#### Exercise description
Look through the data below and extract, unchanged, the lines from the one that contains "query | white cloud" to the one that contains "query | car door", both included.

Stored data entries
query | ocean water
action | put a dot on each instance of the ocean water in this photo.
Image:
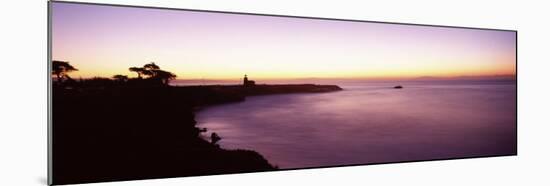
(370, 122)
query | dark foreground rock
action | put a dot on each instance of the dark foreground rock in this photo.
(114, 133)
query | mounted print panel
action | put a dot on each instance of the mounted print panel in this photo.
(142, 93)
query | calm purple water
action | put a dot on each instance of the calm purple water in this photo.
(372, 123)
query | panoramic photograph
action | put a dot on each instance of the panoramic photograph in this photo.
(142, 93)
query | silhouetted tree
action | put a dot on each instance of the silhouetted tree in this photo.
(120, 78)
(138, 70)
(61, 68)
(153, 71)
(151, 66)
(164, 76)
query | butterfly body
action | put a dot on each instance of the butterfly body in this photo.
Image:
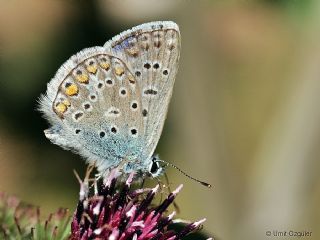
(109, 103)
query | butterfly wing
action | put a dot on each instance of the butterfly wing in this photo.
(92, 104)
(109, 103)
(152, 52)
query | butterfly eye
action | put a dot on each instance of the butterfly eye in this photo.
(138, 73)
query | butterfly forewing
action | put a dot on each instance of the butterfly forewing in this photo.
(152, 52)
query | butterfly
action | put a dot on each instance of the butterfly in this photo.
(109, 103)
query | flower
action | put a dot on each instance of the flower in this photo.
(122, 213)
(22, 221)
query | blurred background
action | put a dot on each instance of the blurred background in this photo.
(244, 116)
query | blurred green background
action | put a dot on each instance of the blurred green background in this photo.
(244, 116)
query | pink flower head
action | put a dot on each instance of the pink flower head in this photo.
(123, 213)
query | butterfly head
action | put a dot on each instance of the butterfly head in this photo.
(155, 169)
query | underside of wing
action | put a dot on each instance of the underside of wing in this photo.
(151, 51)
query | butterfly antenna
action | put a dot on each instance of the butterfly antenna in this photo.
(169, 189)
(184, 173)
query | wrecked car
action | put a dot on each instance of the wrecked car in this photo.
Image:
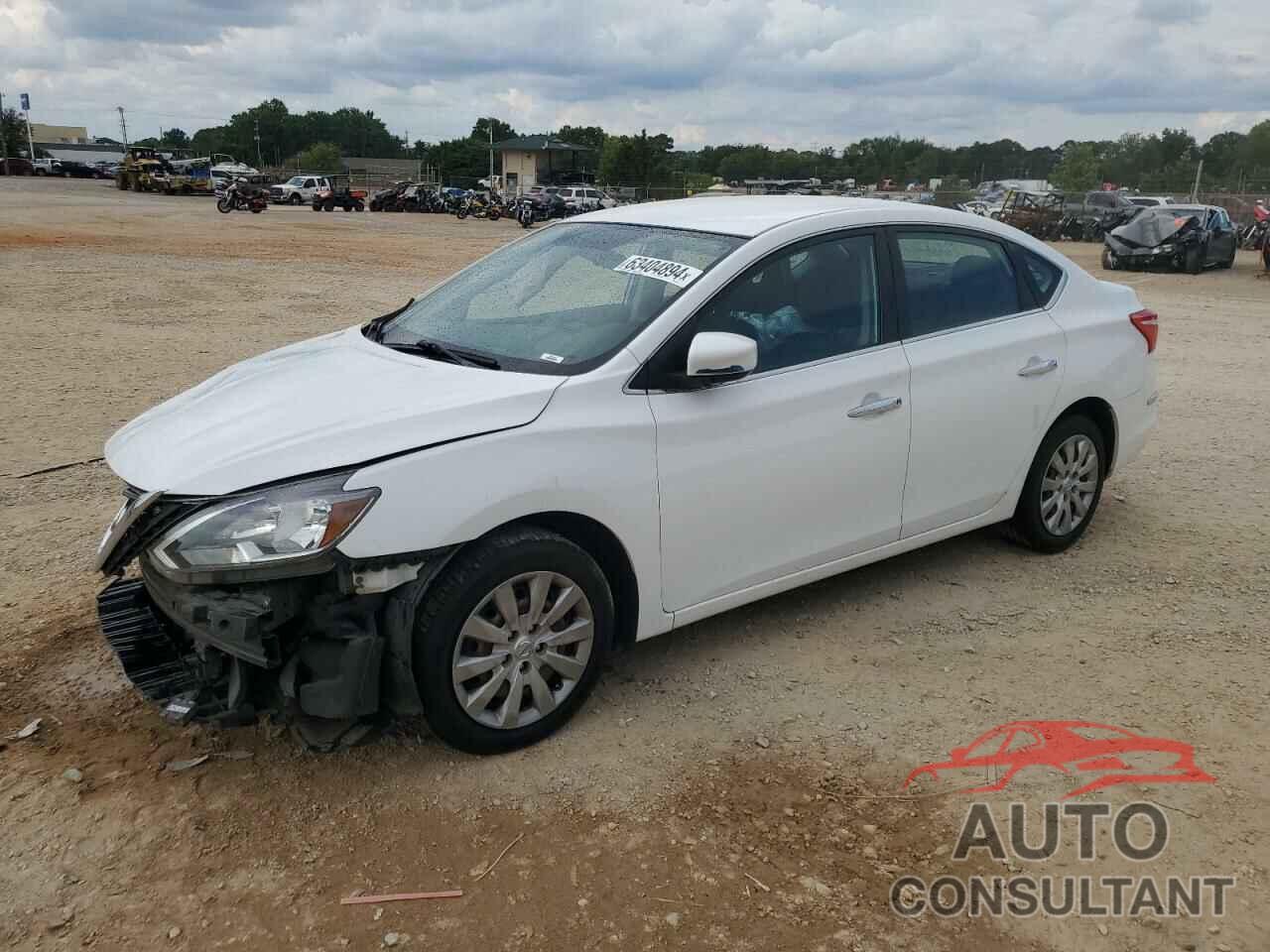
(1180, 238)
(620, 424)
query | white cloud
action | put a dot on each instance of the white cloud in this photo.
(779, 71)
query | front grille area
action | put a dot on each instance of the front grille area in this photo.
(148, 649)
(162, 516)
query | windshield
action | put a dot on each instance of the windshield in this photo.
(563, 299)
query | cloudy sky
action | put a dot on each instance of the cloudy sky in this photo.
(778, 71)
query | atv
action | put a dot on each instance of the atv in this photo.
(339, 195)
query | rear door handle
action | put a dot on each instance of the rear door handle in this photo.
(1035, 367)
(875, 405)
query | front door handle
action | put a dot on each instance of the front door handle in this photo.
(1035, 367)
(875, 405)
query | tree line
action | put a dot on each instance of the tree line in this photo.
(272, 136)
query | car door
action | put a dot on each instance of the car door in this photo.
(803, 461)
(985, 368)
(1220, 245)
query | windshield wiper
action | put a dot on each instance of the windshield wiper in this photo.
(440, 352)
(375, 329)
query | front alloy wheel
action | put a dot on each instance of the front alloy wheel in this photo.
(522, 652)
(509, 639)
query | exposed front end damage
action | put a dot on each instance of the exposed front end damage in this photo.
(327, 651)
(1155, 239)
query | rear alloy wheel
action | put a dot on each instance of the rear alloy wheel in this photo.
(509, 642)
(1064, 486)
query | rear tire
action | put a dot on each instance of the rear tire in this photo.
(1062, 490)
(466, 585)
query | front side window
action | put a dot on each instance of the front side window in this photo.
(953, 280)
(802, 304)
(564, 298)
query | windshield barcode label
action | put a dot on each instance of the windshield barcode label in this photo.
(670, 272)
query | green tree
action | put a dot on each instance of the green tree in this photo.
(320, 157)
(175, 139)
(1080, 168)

...

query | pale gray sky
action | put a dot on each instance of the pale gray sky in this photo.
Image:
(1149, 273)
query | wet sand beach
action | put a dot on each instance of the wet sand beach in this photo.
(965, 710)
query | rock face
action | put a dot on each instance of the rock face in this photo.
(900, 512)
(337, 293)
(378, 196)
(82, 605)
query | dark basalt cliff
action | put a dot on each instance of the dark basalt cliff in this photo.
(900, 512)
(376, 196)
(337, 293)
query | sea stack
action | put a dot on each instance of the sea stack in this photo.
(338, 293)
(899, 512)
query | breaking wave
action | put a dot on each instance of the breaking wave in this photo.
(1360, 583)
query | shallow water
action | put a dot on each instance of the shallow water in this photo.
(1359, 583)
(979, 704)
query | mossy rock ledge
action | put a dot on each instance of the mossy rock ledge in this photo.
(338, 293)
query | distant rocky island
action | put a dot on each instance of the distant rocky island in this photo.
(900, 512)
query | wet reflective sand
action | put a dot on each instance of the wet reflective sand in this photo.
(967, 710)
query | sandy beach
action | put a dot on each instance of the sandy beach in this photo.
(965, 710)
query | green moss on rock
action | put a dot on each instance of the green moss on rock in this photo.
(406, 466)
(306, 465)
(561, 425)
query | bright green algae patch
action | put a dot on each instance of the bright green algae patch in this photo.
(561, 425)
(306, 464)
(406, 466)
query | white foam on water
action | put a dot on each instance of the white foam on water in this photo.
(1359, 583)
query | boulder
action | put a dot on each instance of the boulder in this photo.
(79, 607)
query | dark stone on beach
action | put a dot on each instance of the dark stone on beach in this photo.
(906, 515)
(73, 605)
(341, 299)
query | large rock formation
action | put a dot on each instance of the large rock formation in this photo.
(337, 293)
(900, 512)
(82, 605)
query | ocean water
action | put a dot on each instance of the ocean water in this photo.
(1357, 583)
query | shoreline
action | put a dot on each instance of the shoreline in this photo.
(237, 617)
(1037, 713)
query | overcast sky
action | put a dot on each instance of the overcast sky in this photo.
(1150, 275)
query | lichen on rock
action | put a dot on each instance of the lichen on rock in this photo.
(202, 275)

...

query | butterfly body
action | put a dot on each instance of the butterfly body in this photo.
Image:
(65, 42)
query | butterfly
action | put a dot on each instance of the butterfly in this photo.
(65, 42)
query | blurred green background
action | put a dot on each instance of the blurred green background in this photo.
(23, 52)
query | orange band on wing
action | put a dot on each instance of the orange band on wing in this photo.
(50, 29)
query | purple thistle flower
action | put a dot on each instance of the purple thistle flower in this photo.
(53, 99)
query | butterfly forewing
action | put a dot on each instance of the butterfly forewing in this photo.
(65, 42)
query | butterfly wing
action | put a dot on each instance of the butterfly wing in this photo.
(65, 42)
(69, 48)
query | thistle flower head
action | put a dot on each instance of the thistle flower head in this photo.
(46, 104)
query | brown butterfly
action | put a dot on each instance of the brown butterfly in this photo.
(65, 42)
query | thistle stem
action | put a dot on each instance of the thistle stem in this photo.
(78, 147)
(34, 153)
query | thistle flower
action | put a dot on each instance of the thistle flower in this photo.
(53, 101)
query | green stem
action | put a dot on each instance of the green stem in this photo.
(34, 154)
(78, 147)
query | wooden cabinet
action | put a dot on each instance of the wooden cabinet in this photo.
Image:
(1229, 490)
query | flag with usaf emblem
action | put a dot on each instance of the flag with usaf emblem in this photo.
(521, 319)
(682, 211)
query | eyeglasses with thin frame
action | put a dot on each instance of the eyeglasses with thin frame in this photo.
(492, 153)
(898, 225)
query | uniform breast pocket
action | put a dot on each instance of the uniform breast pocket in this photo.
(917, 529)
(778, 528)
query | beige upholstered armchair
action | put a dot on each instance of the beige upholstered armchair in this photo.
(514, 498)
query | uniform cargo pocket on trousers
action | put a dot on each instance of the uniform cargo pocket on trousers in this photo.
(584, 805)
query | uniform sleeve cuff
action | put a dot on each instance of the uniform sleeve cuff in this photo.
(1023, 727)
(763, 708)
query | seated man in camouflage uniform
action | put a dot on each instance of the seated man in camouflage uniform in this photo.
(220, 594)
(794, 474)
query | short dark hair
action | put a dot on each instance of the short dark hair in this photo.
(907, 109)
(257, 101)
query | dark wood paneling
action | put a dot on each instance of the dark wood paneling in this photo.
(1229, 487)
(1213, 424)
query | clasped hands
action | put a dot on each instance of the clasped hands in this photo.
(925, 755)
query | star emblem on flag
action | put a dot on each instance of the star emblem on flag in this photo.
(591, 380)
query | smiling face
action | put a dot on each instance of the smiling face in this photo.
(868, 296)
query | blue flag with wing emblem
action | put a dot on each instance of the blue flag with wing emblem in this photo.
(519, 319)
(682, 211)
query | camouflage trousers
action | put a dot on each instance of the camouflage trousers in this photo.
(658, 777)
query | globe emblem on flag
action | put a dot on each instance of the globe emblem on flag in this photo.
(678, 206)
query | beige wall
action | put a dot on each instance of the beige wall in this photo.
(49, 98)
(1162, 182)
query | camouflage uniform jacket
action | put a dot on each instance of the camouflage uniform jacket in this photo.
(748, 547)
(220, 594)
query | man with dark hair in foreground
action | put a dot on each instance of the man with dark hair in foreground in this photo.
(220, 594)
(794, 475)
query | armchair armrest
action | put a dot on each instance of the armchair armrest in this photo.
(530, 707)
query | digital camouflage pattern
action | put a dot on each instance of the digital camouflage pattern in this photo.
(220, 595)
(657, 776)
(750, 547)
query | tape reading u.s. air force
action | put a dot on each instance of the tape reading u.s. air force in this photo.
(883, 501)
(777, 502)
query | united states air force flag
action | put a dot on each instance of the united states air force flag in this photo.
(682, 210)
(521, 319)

#### Written solution
query | white cloud
action | put a dot on each instance of the white cloud in this photo.
(779, 71)
query | front grille area
action | put a dot on each instance of the front grille area in this photo.
(148, 649)
(162, 516)
query | windshield
action | put a dot on each instance of the windshield in this photo.
(563, 299)
query | cloudy sky
action | put a dot on each instance of the cloudy sky in this photo.
(778, 71)
query | atv
action | put a dot on each instance of the atv in this photo.
(339, 195)
query | rear door handle
action | put a dot on each instance of the rear door handle in this photo.
(1035, 367)
(875, 405)
query | front door handle
action | put a dot on each instance of the front door handle in this photo.
(1035, 367)
(875, 405)
query | tree line
action | put a dot on each instance of the tree line in this photo.
(272, 136)
query | car door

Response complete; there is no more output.